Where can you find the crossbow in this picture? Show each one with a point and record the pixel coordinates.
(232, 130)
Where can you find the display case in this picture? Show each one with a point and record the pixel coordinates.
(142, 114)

...

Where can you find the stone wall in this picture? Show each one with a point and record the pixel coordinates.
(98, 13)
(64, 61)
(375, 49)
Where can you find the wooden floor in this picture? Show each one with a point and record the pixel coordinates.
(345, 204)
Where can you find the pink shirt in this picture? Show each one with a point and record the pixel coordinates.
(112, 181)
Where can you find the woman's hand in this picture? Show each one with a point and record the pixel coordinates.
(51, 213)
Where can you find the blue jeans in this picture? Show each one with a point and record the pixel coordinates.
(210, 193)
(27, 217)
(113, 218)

**TASK INSTRUCTIONS:** From the records above, report in full each line that contains the word "point".

**TASK ANSWER:**
Where can you find the crossbow in this picture? Show each one with a point and record the pixel coordinates.
Where can you find the display case in this picture? Show each one with a point and record the pixel coordinates.
Where can you find the stone wall in this picture? Show each one with a point and record the pixel coordinates.
Where can you find the wooden floor in this picture? Show each one with a point and record the pixel coordinates.
Where can you find the pink shirt in this picture? Show each one with a point and record the pixel coordinates.
Where can you find the woman's hand in this picture? Show each one with a point and record the pixel coordinates.
Where can you find the blue jeans in this picture? Show each one with a point and record the pixel coordinates.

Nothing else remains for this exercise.